* **Exercises to complete**:
[1] Answer these questions using the dental page on teeth grinding:
(a) According to its definition, when does bruxism typically occur?
(b) What kind of medication does the page link to bruxism?
(c) Where does the dull headache listed as a symptom originate?
[2] From the dental page on teeth grinding, quote the stretch from "Bruxism is the" through "grind your teeth.".

Lais Dentistry


Could you be grinding your teeth without realizing you are doing so?

Bruxism is the involuntary or habitual grinding of the teeth, typically during sleep. If you suffer from bruxism you may be unconsciously clenching your teeth together during the day, or clenching and/or grinding them at night. This habit can lead to jaw disorders, damaged teeth, headaches, snoring, sleep apnea and other problems.

There are many factors that can lead to Bruxism.
• Stress and anxiety can play a major role in causing you to clench your jaw and grind your teeth.
• It’s recognized that psychological problems can also trigger episodes of sleep bruxism.
• Sleep disorders can also lead to grinding.
• People who suffer from obstructive sleep apnea are more often than not grinding their teeth while asleep. Other sleep disorders that aid in the wearing down of enamel are mumbling while sleeping, sleep walking and sleep paralysis.
• Some antidepressants are also linked to bruxism.
• Lifestyle choices also play a major role in developing bruxism. Smoking, consuming excessive amounts of alcohol, recreational drug use and drinking large amount of caffeine can lead to bruxism.

Signs and symptoms of Bruxism include:
• Jaw or face pain
• Muscle soreness
• Loud grinding that may wake up your partner
• Teeth that have been worn down, flattened, chipped, lose or fractured
• Tooth sensitivity
• Dull headache originating in the temples
• Pain that may mimic a headache

If you have grind your teeth or wake up with a sore jaw – a nightguard may be helpful.

* **Entries provided**:

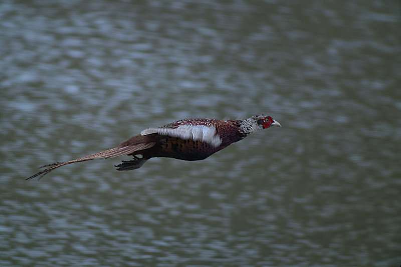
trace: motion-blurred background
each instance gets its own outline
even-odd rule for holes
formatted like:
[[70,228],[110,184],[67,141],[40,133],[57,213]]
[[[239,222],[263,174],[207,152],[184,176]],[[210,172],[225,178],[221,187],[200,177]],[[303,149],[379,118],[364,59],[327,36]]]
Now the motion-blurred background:
[[[398,1],[2,1],[0,265],[398,266]],[[198,162],[41,165],[265,113]]]

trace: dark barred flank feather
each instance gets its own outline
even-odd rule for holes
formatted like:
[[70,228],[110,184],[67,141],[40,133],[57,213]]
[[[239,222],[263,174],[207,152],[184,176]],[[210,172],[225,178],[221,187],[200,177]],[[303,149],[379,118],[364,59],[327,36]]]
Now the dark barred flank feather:
[[43,170],[27,178],[41,179],[62,166],[93,159],[114,158],[127,155],[133,160],[122,161],[117,170],[137,169],[149,159],[156,157],[183,160],[199,160],[238,142],[260,130],[281,125],[264,114],[244,120],[222,121],[214,119],[189,119],[177,121],[157,128],[149,128],[133,136],[119,146],[66,161],[42,166]]

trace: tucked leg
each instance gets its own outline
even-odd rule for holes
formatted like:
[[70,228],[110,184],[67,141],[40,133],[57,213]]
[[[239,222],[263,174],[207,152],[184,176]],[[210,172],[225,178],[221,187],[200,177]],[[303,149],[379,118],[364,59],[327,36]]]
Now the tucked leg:
[[135,170],[140,168],[143,164],[146,162],[147,159],[142,158],[140,158],[138,157],[134,156],[134,160],[126,161],[122,160],[122,163],[115,165],[114,167],[117,167],[117,170],[118,171],[128,171],[130,170]]

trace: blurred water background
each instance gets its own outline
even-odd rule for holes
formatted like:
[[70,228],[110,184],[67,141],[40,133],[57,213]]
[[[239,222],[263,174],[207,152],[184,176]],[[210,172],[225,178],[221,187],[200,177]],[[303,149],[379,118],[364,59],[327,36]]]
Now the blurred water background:
[[[399,266],[400,5],[2,1],[0,265]],[[203,161],[24,180],[262,113],[283,127]]]

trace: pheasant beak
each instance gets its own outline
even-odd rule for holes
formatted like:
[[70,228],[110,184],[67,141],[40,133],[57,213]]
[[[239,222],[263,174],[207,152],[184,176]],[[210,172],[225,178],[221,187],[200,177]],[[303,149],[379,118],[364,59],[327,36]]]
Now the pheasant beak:
[[279,122],[276,121],[276,120],[273,119],[273,123],[270,124],[271,126],[278,126],[279,127],[281,127],[281,124],[280,124]]

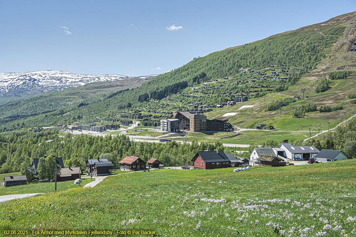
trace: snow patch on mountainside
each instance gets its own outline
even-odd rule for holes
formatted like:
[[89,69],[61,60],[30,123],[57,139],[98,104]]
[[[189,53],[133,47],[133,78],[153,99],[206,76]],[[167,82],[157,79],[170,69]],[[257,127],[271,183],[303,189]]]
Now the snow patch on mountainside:
[[[143,76],[147,78],[159,75]],[[122,75],[86,75],[50,70],[34,72],[0,73],[0,96],[16,95],[33,96],[44,93],[96,82],[109,81],[135,78]]]
[[51,70],[20,73],[0,73],[0,94],[58,91],[98,81],[123,80],[131,77],[122,75],[85,75]]

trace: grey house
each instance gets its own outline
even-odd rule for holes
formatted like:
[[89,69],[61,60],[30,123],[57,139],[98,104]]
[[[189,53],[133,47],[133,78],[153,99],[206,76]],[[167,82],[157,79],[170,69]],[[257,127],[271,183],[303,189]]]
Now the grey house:
[[10,187],[11,186],[23,185],[27,183],[27,178],[26,175],[19,175],[13,176],[10,175],[8,177],[4,178],[4,187]]
[[315,156],[316,160],[321,161],[335,161],[347,160],[349,157],[341,151],[323,149]]

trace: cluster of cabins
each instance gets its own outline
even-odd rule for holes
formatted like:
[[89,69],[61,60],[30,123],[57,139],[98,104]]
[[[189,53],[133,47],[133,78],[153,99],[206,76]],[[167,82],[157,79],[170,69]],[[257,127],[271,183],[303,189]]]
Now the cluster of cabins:
[[[57,181],[74,180],[79,178],[80,173],[79,167],[71,167],[69,166],[68,168],[66,168],[63,162],[63,159],[61,157],[56,157],[56,160],[57,164],[61,167],[61,173],[57,176]],[[39,158],[34,158],[32,159],[31,169],[33,175],[32,182],[40,181],[38,178],[38,172],[39,161]]]
[[[347,156],[342,151],[323,149],[319,151],[313,146],[293,146],[289,143],[282,143],[277,148],[256,148],[252,151],[250,160],[236,158],[232,153],[225,153],[223,151],[198,151],[192,159],[194,168],[208,169],[240,166],[262,166],[272,167],[284,166],[288,160],[308,160],[315,158],[319,162],[335,161],[346,160]],[[31,168],[33,174],[32,181],[40,181],[37,172],[39,159],[34,158]],[[61,167],[61,173],[57,176],[58,181],[73,180],[79,178],[81,172],[79,167],[65,168],[61,157],[57,157],[56,162]],[[163,166],[156,159],[151,158],[146,162],[142,159],[134,156],[126,156],[119,162],[120,170],[132,171],[146,169],[148,168],[159,168]],[[86,173],[88,175],[108,175],[114,169],[112,163],[107,159],[89,159],[87,160]],[[4,178],[4,186],[8,187],[26,184],[25,175],[12,176]]]
[[[126,156],[119,162],[120,171],[130,171],[145,169],[147,168],[147,163],[150,168],[158,168],[161,165],[161,162],[156,159],[152,158],[146,162],[142,159],[134,156]],[[108,175],[114,168],[112,163],[107,159],[98,158],[87,160],[86,172],[88,175]]]
[[233,129],[227,120],[208,119],[206,116],[189,112],[173,113],[166,119],[161,120],[162,131],[171,132],[179,130],[192,132],[227,131]]

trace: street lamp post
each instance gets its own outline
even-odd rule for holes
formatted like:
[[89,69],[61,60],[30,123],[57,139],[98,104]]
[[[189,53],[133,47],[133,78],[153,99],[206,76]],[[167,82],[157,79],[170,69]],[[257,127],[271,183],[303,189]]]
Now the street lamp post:
[[57,191],[57,161],[56,160],[56,155],[53,155],[54,158],[54,192]]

* **Exercise answers**:
[1]
(a) During sleep.
(b) Some antidepressants.
(c) In the temples.

[2]
Bruxism is the involuntary or habitual grinding of the teeth, typically during sleep. If you suffer from bruxism you may be unconsciously clenching your teeth together during the day, or clenching and/or grinding them at night. This habit can lead to jaw disorders, damaged teeth, headaches, snoring, sleep apnea and other problems.

There are many factors that can lead to Bruxism.
• Stress and anxiety can play a major role in causing you to clench your jaw and grind your teeth.